Starting at the line that holds "Expected: for each instance of the herd", copy every line exactly through the end of the data, and no others.

------------------------

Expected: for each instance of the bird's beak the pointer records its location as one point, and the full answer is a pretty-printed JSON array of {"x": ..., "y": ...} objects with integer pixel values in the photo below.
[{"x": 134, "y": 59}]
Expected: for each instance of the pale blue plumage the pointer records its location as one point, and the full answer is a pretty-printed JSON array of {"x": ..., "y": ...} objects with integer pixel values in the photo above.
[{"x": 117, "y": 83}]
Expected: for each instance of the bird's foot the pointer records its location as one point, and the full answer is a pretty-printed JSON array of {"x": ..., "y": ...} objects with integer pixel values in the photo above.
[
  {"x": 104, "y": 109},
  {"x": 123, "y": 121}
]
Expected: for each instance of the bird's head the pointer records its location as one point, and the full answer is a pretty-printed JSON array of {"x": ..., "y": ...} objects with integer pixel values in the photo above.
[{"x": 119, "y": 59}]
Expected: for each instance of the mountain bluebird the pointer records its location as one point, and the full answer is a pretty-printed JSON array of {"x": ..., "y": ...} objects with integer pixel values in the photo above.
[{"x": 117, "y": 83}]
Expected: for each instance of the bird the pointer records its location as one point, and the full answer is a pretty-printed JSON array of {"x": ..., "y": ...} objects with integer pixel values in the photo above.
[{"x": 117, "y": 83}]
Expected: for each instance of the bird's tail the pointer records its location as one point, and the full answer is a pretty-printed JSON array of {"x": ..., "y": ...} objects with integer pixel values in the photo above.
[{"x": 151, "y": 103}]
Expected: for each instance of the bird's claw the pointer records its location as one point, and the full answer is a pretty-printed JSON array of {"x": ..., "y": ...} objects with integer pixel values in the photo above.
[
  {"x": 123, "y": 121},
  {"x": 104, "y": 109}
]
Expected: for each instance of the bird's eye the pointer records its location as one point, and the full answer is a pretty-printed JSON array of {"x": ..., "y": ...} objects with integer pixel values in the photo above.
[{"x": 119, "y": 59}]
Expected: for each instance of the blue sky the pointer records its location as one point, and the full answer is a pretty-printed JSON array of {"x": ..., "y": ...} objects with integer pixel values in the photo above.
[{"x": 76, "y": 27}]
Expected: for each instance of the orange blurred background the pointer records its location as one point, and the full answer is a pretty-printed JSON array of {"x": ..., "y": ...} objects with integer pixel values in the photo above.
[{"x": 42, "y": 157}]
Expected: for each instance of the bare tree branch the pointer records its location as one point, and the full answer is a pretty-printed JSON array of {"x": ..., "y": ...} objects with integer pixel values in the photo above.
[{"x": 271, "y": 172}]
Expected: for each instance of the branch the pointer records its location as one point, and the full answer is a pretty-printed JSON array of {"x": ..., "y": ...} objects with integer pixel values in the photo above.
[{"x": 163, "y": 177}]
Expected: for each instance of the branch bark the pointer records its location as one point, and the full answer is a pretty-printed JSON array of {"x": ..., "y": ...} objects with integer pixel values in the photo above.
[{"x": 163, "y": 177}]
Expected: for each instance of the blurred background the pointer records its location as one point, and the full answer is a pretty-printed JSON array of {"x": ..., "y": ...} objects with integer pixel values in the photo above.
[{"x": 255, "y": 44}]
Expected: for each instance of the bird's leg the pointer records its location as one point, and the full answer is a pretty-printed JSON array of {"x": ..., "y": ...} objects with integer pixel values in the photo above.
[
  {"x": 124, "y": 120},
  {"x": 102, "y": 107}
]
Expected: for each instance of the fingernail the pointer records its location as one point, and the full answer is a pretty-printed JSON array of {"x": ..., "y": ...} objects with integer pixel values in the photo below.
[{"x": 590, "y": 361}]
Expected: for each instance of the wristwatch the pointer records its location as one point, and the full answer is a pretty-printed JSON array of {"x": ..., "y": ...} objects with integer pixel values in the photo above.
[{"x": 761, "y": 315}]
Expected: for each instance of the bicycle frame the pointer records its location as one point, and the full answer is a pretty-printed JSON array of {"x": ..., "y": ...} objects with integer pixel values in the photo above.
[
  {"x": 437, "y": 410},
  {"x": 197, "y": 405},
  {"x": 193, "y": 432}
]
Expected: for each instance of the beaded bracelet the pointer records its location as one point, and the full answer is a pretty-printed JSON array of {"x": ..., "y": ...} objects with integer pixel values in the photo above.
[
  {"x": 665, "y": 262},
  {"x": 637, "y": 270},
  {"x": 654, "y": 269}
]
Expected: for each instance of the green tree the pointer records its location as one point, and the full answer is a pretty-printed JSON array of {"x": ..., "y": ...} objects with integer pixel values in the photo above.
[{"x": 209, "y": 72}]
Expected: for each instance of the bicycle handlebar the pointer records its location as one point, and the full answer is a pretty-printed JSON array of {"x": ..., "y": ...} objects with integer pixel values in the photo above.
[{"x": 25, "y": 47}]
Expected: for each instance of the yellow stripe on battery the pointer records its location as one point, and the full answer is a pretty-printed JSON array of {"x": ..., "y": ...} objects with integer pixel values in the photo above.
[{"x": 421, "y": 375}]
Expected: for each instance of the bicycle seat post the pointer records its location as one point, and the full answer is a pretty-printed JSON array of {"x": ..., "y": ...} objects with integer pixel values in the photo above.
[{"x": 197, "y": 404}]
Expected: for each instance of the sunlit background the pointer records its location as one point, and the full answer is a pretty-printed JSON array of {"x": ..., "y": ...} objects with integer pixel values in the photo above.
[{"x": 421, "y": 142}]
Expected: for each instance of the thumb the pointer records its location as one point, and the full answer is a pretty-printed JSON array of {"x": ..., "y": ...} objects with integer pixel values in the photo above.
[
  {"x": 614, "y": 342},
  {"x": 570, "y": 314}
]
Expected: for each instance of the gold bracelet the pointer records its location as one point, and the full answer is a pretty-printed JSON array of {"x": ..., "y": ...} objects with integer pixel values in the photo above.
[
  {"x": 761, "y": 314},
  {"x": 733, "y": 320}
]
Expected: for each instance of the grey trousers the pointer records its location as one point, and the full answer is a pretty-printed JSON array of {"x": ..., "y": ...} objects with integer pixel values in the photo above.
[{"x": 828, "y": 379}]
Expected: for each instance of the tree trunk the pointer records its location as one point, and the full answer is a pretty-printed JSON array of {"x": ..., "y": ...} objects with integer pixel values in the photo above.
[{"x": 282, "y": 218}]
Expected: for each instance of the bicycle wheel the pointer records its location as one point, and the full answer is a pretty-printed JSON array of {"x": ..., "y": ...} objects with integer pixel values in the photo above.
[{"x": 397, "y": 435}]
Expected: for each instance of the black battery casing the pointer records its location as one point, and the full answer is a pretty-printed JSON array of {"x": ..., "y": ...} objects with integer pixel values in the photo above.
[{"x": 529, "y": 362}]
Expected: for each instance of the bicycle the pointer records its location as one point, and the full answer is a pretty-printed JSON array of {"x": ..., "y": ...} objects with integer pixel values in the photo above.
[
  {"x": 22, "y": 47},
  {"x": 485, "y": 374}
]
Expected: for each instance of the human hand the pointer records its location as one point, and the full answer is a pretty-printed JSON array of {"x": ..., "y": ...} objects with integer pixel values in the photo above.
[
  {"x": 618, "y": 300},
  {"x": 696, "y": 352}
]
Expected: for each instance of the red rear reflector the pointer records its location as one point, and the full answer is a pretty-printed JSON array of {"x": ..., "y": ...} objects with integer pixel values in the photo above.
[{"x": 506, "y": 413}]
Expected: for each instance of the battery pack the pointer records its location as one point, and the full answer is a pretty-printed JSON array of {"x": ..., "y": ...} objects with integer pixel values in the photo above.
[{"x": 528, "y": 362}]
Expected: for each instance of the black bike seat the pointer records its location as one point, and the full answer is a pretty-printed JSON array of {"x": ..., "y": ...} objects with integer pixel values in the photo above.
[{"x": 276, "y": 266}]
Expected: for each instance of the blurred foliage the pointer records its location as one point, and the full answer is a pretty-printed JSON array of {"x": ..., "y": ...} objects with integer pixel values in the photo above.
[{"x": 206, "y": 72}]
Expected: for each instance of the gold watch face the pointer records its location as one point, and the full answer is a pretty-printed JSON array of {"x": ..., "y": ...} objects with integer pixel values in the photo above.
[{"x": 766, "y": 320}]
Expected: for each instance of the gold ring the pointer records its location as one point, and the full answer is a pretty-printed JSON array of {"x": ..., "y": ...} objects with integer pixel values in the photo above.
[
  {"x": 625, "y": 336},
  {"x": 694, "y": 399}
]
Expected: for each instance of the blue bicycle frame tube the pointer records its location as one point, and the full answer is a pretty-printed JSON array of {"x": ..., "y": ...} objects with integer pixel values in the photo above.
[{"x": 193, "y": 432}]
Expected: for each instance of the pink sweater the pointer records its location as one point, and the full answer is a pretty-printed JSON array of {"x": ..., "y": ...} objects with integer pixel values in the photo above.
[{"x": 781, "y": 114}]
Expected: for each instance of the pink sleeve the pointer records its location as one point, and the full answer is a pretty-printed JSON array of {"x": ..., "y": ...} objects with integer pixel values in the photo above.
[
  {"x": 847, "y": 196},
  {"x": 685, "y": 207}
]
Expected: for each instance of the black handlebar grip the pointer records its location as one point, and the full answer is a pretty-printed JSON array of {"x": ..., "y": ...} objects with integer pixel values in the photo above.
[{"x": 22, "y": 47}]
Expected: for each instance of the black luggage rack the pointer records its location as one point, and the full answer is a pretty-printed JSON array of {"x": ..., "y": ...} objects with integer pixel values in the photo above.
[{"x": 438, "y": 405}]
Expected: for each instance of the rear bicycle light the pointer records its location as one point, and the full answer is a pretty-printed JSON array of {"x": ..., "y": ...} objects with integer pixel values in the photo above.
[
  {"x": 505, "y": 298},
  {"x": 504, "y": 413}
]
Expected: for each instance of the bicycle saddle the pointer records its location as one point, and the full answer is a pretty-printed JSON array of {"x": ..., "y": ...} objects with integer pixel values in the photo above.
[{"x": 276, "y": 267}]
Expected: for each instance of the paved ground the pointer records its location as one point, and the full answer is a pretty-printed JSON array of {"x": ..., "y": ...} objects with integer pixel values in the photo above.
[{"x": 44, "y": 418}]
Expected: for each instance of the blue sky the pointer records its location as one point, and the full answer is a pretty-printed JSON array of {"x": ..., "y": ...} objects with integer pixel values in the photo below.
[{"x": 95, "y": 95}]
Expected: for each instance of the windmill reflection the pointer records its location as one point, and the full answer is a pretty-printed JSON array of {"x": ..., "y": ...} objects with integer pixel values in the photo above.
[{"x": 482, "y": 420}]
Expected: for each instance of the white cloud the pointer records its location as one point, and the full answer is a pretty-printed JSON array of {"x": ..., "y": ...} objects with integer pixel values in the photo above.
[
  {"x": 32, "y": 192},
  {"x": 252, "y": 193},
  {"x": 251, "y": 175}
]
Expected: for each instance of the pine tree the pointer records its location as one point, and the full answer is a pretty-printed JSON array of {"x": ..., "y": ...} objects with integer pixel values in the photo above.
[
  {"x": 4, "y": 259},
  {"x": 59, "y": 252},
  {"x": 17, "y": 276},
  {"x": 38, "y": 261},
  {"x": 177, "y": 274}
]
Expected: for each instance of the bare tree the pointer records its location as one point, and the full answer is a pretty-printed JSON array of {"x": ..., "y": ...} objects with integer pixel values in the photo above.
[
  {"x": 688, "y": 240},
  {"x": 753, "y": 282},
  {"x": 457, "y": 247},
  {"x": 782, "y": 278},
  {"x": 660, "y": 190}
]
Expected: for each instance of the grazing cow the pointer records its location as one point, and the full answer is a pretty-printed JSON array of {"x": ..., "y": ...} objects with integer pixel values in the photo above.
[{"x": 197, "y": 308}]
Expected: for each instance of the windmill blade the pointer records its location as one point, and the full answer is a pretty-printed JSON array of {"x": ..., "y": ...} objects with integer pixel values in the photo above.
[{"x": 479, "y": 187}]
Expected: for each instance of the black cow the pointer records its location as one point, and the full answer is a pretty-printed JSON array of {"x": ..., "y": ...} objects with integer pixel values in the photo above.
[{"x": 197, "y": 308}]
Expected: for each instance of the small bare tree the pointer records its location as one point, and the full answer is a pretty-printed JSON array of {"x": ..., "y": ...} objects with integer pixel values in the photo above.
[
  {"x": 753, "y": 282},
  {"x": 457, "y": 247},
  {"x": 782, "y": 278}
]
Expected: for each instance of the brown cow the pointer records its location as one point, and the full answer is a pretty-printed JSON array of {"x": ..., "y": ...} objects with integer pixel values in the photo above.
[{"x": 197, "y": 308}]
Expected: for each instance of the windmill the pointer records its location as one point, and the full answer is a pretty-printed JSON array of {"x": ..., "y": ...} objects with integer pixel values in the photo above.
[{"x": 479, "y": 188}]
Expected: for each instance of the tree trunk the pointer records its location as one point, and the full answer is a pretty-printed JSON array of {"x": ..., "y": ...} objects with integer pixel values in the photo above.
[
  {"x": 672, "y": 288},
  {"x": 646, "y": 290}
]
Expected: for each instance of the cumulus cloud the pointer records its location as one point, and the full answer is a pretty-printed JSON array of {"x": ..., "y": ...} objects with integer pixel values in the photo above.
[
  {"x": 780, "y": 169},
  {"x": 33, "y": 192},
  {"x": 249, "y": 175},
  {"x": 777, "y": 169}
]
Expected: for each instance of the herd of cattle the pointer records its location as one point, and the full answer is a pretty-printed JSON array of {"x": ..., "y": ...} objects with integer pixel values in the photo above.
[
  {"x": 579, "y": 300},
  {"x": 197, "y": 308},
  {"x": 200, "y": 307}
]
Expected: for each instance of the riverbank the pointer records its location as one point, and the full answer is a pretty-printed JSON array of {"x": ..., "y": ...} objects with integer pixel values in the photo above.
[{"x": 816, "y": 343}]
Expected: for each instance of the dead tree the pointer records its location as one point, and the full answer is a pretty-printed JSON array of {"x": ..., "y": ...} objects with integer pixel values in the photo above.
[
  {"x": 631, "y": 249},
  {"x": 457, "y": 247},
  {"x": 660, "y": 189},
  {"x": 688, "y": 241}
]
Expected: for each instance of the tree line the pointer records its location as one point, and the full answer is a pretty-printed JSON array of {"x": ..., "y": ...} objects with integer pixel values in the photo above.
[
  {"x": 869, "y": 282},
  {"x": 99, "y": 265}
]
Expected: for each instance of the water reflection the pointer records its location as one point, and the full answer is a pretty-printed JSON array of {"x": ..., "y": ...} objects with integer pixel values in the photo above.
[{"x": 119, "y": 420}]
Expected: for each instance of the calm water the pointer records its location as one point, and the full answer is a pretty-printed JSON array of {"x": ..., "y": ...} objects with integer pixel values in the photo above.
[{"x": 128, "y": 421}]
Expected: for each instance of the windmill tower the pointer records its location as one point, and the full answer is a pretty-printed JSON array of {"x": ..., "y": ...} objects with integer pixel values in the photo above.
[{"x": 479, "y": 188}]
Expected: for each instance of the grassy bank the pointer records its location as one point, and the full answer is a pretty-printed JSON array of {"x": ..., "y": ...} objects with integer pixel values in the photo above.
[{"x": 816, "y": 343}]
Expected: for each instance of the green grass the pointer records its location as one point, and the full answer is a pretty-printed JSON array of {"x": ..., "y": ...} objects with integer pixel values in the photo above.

------------------------

• **Answer in full**
Expected: for each instance of the herd of cattle the pointer records its location as one point, and the full answer is a pretty-printed JSON array of {"x": ..., "y": ...} objects with integer pixel values in the photo above.
[
  {"x": 579, "y": 300},
  {"x": 197, "y": 308},
  {"x": 200, "y": 307}
]
Expected: for each instance of the riverbank the pointer records its location as one point, and the full answer is a pretty-printed JSON array of {"x": ..., "y": ...} objects with integer pixel values in the photo above.
[{"x": 816, "y": 343}]
Expected: for each instance of the dead tree the pointer records its location as one point, and the full answer is a pretty-printed JSON array of {"x": ..., "y": ...} objects with integer pixel values in the photo above.
[
  {"x": 631, "y": 249},
  {"x": 457, "y": 247},
  {"x": 660, "y": 189},
  {"x": 688, "y": 241}
]
Expected: for each instance of the tree line the pointer records its location as one point, and the full answer is a pretty-printed JSON array of {"x": ..., "y": ...} objects with integer pixel values in the photo above.
[
  {"x": 869, "y": 282},
  {"x": 99, "y": 265}
]
Expected: for each instance of the water reflection the pointer records its location as one point, and the full answer is a pretty-printed JSON array of {"x": ..., "y": ...} objects with integer pixel values in the photo above.
[{"x": 119, "y": 420}]
Expected: for each instance of the calm water the pointer records its location as one point, and the full answer is a pretty-printed JSON array of {"x": ..., "y": ...} objects with integer pixel values in the photo above.
[{"x": 128, "y": 421}]
Expected: for each instance of the windmill tower the pointer records its location as one point, and the full answer is a pretty-printed JSON array of {"x": ..., "y": ...} objects with integer pixel values in the photo above.
[{"x": 479, "y": 188}]
Expected: for each instance of the grassy bank the pointer records its location as one point, and the full answer is a pretty-printed JSON array of {"x": ..., "y": ...} objects with integer pixel values in the photo above.
[{"x": 816, "y": 343}]
Expected: for each instance of the green grass the pointer records its location as one point, and the full answer is a pretty-printed JSON array of {"x": ..., "y": ...} objects with integer pixel values in the photo above.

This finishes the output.